**Objetivo de la tarea**. Edita el tramo del texto sobre Tuam que va desde "Marie y Colin" hasta "pobres y solteras." y reemplaza "arqueólogos" por "historiadores".

Marie y Colin Mills aceptan de buen grado que un equipo de arqueólogos y forenses haya comenzado a excavar en la explanada adyacente a su casa, en busca de los restos de casi 800 bebés; 796, para ser exactos. Son los niños perdidos de Tuam, que se han convertido en el símbolo del pasado incómodo y cruel de Irlanda, y de la losa de vergüenza ―pecado, se llamaba entonces― que la Iglesia católica puso sobre las espaldas de miles de mujeres pobres y solteras.
“Al principio era un ir y venir continuo de camiones, que traían todo el material para los trabajos. Ahora todo está mucho más calmado y no molestan”, dice Colin, que lleva casi medio siglo viviendo en la zona. “Siempre supimos que allí había una pequeña fosa común, con bebés. Pero no entendimos la dimensión de lo que era hasta que Catherine Corless lo descubrió. Porque aquí siempre estuvo el hospicio, pero antes era un asilo para pobres. Y todo se mezcla con los muertos de la hambruna”, recuerda.

**Material proporcionado**.
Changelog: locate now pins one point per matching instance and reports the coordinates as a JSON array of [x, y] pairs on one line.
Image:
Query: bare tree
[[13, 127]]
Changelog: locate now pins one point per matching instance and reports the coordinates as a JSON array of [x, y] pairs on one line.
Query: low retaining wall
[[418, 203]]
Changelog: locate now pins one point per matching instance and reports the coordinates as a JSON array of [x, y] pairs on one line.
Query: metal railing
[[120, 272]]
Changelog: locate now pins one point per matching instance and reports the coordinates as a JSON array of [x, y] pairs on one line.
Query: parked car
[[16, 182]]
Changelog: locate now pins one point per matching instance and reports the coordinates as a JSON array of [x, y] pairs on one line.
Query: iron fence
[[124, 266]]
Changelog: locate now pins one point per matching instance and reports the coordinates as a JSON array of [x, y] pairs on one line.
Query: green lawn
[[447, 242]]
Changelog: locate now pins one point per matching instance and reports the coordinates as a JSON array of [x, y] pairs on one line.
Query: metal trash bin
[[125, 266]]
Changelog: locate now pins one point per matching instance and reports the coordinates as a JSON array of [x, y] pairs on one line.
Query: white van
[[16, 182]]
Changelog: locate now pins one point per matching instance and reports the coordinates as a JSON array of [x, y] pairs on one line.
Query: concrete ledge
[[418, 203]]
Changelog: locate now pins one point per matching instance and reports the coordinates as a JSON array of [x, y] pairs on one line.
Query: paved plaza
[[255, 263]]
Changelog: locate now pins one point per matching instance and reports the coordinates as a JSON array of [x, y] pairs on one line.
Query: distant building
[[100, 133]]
==
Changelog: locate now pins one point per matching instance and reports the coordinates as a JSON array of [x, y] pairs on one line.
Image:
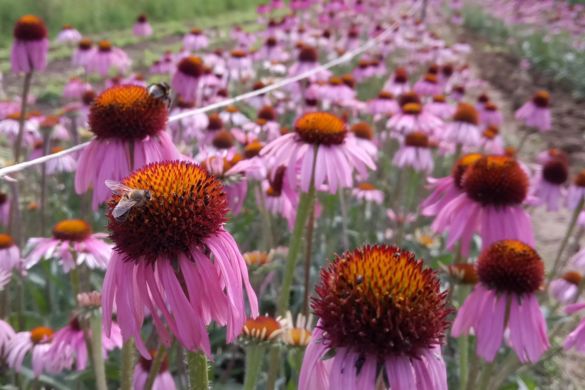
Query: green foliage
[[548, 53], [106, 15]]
==
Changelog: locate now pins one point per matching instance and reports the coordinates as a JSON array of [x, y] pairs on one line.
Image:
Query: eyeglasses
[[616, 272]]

**Respuesta**.
Marie y Colin Mills aceptan de buen grado que un equipo de historiadores y forenses haya comenzado a excavar en la explanada adyacente a su casa, en busca de los restos de casi 800 bebés; 796, para ser exactos. Son los niños perdidos de Tuam, que se han convertido en el símbolo del pasado incómodo y cruel de Irlanda, y de la losa de vergüenza ―pecado, se llamaba entonces― que la Iglesia católica puso sobre las espaldas de miles de mujeres pobres y solteras.